Fragment źródłowy >>

<<<<

Wpisy archiwalne w miesiącu

Sierpień, 2011

Dystans całkowity:167.99 km (w terenie 31.00 km; 18.45%)
Czas w ruchu:07:18
Średnia prędkość:23.01 km/h
Maksymalna prędkość:54.50 km/h
Suma podjazdów:942 m
Maks. tętno maksymalne:195 (101 %)
Maks. tętno średnie:154 (80 %)
Suma kalorii:5254 kcal
Liczba aktywności:3
Średnio na aktywność:56.00 km i 2h 26m
Więcej statystyk

Nocny Chudów

Poniedziałek, 29 sierpnia 2011 · Komentarze(0)
Kategoria po cimoku
Już po ciemku wypad w stronę Bujakowa, tam przedarłem się w kierunku Chudowa. Śląsk nocą jest piękny, na wsi czy w górach takiej iluminacji nie ma. Powrót DK44. Oszczędnie, próba wyższej kadencji.





Goczałkowice

Sobota, 27 sierpnia 2011 · Komentarze(0)
Kategoria gps
Wolna sobota, bez żadnych obowiązków, planów, zobowiązań... kiedy taka ostatnia? Rok temu? Dwa lata?
Więc, żeby nie marnować dnia pobudka o 6, wyjazd o 6.30. Zgodnie z bikeroutetoasterem planowana trasa miała mieć ok. 95km, więc żeby nie dokręcać w południe zacząłem od nadłożenia drogi - na Paprocany przez Wilkowyje i Wyry. Obok Jeziora Wicie miejsce postojowe - tędy chyba będą ciągnęły tłumy na Euro 2012, sądząc po ilości miejsc.
Nad Paprocanami, przy Promnicach posiłek (sznita ze serkiem topionym) i dalej na Pszczynę. W zeszłym roku mostek nad rzeczką Korzyniec był w remoncie, w tym roku na szczęście obyło się bez ekscesów. W Pszczynie na Rynku pustki, szok, ale o 8.30 turystów brak, na szczęście lodziarnia była otwarta :)

>>>>

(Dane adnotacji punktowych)
<<<<

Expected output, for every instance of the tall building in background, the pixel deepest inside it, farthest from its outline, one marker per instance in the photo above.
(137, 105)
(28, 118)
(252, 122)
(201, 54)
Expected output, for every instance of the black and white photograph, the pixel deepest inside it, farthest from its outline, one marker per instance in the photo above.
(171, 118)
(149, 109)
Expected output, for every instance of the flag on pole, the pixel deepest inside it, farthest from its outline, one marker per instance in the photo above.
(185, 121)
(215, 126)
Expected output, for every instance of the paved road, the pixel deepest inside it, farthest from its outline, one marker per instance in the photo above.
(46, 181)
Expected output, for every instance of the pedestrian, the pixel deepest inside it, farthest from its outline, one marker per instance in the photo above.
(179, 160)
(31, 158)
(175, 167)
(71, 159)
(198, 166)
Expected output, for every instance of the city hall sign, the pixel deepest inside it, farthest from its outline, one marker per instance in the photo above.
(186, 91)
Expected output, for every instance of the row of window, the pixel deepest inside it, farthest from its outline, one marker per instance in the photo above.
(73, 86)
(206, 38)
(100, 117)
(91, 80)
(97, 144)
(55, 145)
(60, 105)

>>>>

Zadania do wykonania >>
**a)** O której godzinie nastąpił wyjazd w sobotę 27 sierpnia 2011 roku według tekstu o wycieczkach rowerowych?
**b)** Proszę dopisać dalszy ciąg tekstu o wycieczkach rowerowych, zaczynając od miejsca po jego ostatnim zdaniu.
Wiersze nie mają tu żadnego znaczenia.

Odpowiedzi po kolei >>
**a)** O 6.30.

**b)**
Z Pszczyny nad Jezioro Goczałkowickie trasę pamiętałem z ubiegłego roku, więc na zaporze znalazłem się szybko, tam dłuższy postój na fotki do panoramki. Sporo tam pań i panien pupy rolkami trenuje :). W międzyczasie przejechała kawalkada na zielono odzianych rowerzystów - Tyskie Gronie, jak później sprawdziłem jechali na zlot klubowy w Istebnej. Szatański plan - dogonić dziadków (bo średnia wieku myślę znacznie powyżej 50), popytać gdzie jadą, i pojechać dalej, niestety spalił na manewce, bo nie dałem rady ich dogonić :(
Od zapory do Chybia lasem, spore odcinki płyt betonowych odbierały jednak radość z obcowania z przyrodą. W Strumieniu się zdziwiłem, do tej pory miejscowość tą "znałem" z jazdy wiślanką, wiec całkiem przyjemnego zabytkowego ryneczku nie znałem. Od Strumienia do Wisły Wielkiej w pobliżu jeziora, boczny wiatr znad wody - jak nad morzem. A od Wisły Wielkiej trasę już znałem, przez Mizerów i Kryry do Suszca.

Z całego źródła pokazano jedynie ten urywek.